• Records for this task:
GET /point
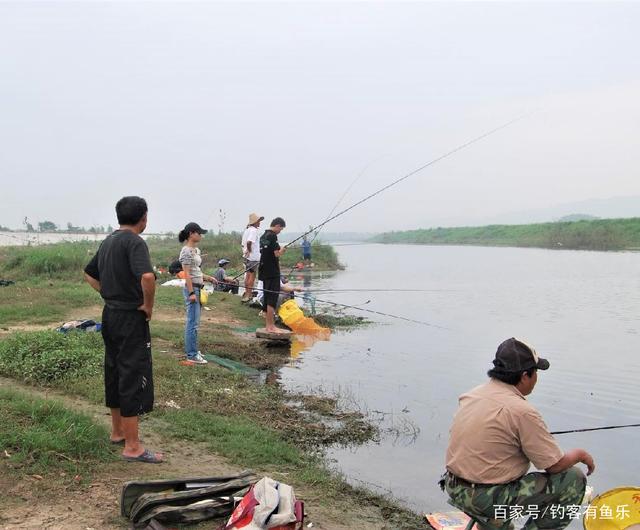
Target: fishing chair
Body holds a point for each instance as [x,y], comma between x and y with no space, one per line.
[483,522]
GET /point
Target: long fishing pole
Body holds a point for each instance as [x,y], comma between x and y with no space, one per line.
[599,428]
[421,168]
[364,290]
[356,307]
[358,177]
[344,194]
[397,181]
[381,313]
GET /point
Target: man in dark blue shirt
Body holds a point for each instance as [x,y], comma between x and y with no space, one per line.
--
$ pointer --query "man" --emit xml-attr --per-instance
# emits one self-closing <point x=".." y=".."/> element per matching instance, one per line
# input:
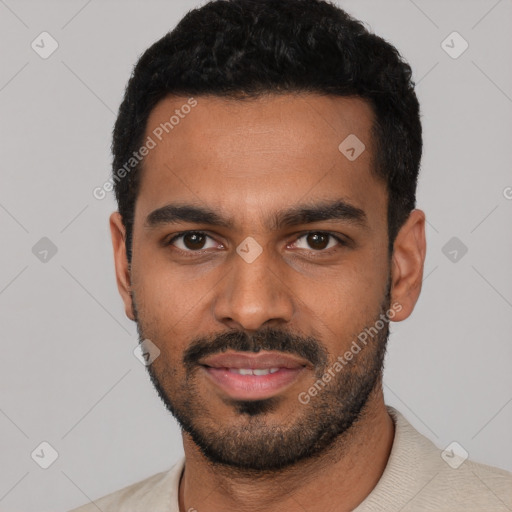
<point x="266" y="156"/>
---
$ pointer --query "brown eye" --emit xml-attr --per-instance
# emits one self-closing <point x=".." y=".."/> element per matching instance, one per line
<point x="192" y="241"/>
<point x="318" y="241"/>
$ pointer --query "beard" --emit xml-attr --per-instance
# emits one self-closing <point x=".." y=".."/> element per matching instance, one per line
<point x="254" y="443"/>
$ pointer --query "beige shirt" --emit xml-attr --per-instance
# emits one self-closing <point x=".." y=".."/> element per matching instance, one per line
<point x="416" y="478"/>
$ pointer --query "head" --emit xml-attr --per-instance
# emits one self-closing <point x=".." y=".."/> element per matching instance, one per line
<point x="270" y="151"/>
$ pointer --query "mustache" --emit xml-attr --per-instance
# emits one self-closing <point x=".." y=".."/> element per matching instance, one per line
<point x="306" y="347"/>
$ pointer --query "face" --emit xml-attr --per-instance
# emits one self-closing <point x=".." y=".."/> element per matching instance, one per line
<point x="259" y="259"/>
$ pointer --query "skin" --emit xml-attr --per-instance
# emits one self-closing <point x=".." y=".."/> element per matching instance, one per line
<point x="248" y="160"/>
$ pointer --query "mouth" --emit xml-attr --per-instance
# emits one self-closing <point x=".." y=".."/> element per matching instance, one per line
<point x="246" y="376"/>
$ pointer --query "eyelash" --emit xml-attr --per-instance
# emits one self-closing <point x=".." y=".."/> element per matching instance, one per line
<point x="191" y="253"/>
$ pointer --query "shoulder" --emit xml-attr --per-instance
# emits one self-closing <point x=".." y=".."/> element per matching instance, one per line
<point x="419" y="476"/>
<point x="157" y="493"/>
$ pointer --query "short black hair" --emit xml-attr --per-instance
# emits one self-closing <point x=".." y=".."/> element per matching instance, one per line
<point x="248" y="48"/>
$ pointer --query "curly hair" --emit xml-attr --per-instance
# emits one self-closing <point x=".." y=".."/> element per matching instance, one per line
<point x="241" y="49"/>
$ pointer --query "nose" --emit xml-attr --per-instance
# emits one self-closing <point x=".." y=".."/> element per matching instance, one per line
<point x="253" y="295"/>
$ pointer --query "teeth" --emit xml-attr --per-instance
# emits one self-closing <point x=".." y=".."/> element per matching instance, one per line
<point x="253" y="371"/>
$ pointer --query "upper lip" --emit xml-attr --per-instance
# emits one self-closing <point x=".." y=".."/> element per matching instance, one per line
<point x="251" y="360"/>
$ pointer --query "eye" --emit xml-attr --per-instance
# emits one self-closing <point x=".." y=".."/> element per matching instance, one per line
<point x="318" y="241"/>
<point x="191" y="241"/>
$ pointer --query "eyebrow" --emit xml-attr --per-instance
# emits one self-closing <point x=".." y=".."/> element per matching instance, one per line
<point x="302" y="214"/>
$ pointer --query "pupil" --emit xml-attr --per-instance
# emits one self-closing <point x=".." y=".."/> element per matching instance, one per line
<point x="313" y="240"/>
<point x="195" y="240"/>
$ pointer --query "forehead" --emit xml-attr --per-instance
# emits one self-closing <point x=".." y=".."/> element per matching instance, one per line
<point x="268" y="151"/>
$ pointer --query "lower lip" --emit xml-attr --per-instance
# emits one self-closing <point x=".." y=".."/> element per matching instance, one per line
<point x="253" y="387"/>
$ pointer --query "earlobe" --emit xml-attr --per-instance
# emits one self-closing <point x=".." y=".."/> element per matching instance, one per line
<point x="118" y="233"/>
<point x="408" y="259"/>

• Exercise directions: Lines holding "shirt": copy each one from the records above.

• Exercise output:
Target: man in dark blue shirt
$ pointer --query "beige shirt" --emit xml-attr --per-instance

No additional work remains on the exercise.